## Saved entries:
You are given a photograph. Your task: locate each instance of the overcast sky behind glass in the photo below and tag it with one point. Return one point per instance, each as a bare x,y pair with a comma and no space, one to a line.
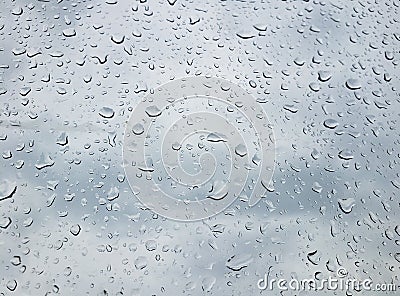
325,73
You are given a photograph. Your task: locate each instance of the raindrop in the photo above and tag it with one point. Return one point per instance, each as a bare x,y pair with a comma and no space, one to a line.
353,84
346,205
106,112
331,123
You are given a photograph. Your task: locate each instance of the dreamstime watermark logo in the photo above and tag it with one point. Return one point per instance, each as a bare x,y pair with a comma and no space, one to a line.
338,283
194,145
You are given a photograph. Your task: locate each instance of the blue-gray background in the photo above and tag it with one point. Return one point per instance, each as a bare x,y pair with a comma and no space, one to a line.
325,72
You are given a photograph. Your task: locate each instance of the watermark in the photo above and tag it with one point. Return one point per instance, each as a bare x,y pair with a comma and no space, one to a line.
338,283
194,145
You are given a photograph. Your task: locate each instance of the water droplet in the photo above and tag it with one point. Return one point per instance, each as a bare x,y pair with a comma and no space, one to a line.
346,205
12,285
75,229
238,262
331,123
346,154
324,76
216,137
140,262
353,84
106,112
7,189
241,150
70,32
153,111
138,129
5,222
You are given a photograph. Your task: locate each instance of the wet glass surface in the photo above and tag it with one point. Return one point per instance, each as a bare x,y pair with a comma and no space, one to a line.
71,75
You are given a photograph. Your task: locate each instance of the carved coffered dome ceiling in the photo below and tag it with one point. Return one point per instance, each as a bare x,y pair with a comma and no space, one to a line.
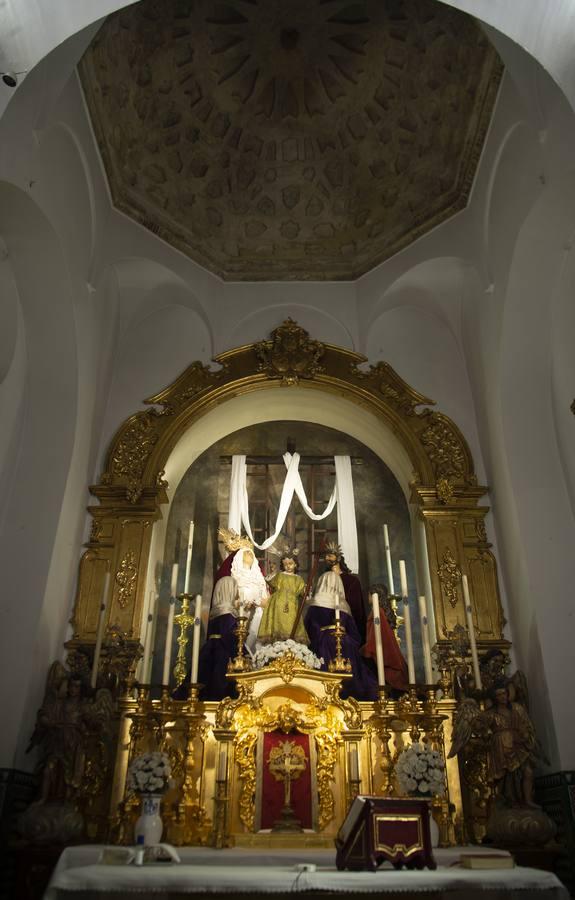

## WORK ITEM:
Apart from the pictures, write every entry out again exactly.

## RESPONSE TO THIS TASK:
You are given a photograph. Your task: locate each instance of the overcast sky behind glass in the photo below and tag it with one point. Return one point per instance, each as a bare x,y pair with a comma and no space, one to a line.
325,73
You are given a photograph. Your task: locate each instance of the raindrop in the photo above and tag it with one point. Return one point per instance, each as a bare x,y pair with a comma and no space, one to a line.
353,84
346,205
106,112
331,123
You are given a photograph. Your task: locate each instance of the dreamstime watermark logo in the photo above and tag it with one point. Return one point per instance, each as a bare x,y pair with a comma and no space, one to a line.
338,283
194,145
You are given a photograph. Your task: locate each instance of the blue-gray background in the photo above and tag it with one point. Return one point per instance, each as a bare x,y pair with a comma and no space, one to a line.
325,72
You are given a photograph. Your task: locate each instance of the watermark in the photo above and tag it with one point. Return one point per instance, each as a bare x,y pair with a comma and no space, one to a line.
338,283
194,145
You are given a photograph. Your task: locate each instance of the water droplet in the photo above and tag it with one point. Return one point per instance, each as a bare x,y pair with a comma and no space, one to a line.
346,205
12,285
75,229
238,262
331,123
346,154
324,76
216,137
140,262
353,84
106,112
7,189
241,150
70,32
153,111
138,129
5,222
You are given a photograph. Your task: locate each instance of the wet glass surface in the photo above and tag it with one point. Return one point per instance, each as a bare x,y pair with a comma and no space, one to a line.
71,75
You are given a photograph. Your task: locate each instance of the carved coffered dome ceiling in the photo below and tag it with one point. Return one point per instance, each as a bare x,y pair with a comma and no space, one to a line.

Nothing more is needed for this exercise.